Excerpts from a point labeling dataset:
_ _ _ _

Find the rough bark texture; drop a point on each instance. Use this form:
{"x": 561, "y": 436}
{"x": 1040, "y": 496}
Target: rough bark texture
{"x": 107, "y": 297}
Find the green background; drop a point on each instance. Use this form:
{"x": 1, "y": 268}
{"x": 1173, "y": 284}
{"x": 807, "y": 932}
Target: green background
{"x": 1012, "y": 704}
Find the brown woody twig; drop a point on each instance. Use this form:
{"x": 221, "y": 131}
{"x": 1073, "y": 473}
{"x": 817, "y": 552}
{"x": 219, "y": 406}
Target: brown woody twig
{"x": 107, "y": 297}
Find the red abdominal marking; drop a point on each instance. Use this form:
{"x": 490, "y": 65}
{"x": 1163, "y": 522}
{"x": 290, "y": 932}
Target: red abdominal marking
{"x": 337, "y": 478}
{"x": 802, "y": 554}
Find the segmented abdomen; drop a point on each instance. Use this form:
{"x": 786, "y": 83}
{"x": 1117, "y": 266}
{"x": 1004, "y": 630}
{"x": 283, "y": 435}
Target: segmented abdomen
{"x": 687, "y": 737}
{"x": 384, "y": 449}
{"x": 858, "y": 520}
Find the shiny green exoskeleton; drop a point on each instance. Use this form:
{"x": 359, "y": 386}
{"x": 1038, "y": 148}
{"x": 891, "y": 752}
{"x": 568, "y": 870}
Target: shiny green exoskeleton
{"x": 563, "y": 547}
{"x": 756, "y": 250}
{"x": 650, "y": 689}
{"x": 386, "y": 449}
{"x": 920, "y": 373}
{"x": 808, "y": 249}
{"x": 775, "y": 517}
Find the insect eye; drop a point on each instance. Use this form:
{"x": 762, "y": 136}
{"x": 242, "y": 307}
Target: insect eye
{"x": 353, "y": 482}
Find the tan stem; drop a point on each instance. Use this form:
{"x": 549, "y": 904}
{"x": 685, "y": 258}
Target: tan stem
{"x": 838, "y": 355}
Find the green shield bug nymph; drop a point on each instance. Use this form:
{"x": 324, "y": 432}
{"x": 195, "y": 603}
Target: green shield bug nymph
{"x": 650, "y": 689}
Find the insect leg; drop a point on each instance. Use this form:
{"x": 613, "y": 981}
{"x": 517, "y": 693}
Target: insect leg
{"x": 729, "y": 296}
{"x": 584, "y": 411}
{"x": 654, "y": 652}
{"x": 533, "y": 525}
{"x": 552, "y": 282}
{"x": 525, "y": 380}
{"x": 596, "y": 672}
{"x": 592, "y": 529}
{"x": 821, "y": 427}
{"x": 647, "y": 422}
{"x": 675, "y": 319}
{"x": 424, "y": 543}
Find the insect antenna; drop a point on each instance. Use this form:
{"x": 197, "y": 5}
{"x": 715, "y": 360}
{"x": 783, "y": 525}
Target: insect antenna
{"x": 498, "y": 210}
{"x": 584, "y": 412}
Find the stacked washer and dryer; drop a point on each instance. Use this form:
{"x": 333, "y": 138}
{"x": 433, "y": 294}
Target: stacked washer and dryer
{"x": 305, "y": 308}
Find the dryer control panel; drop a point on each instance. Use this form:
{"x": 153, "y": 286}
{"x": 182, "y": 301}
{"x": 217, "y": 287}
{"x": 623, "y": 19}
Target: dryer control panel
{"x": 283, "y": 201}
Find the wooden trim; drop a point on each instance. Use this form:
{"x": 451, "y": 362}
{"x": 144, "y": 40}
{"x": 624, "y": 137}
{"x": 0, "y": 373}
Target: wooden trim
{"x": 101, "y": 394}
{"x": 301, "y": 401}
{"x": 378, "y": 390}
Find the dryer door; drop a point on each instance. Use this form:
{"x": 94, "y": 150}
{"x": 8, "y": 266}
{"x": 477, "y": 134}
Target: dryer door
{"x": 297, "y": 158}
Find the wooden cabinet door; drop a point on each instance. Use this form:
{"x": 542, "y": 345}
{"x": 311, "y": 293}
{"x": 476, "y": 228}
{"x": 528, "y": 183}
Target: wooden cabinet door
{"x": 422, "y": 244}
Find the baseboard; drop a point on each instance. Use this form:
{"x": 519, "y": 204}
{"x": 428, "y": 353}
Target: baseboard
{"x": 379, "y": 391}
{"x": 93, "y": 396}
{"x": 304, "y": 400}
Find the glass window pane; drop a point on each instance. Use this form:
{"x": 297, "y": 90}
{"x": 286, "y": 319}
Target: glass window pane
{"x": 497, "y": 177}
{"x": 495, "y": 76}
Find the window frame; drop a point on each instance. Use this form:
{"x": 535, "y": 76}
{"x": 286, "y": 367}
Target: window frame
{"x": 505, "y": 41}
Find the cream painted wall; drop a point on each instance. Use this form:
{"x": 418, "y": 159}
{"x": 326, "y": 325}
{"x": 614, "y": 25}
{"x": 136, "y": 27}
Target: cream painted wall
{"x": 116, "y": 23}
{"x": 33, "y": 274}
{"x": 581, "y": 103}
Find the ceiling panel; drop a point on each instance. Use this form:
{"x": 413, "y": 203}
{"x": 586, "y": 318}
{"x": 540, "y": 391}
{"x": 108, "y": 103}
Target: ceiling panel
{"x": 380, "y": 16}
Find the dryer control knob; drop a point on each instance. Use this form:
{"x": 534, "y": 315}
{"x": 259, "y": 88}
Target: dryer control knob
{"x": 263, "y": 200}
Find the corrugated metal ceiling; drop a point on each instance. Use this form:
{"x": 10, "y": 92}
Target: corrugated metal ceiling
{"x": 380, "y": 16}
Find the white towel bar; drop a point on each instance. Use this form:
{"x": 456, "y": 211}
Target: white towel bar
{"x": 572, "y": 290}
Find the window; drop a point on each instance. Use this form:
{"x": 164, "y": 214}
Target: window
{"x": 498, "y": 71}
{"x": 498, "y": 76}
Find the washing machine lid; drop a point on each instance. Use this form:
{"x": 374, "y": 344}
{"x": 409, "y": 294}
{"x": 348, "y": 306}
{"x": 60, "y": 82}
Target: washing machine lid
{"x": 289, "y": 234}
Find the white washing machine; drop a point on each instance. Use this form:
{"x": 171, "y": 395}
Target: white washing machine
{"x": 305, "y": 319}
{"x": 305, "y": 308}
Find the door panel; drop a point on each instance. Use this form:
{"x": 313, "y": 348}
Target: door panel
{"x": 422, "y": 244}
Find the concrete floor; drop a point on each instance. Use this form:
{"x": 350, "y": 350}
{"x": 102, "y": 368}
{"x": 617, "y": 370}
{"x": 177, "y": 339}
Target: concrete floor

_ _ _ _

__Goal__:
Render the part of the material that opens with the line containing "Find the concrete" and runs through the end as a JSON list of strings, one string per line, leaving out blank lines.

__Task result__:
[
  "Find the concrete floor; drop a point on each instance. Use this form:",
  "{\"x\": 350, \"y\": 350}",
  "{\"x\": 102, \"y\": 368}",
  "{\"x\": 617, \"y\": 370}",
  "{\"x\": 177, \"y\": 339}",
  "Target: concrete floor"
]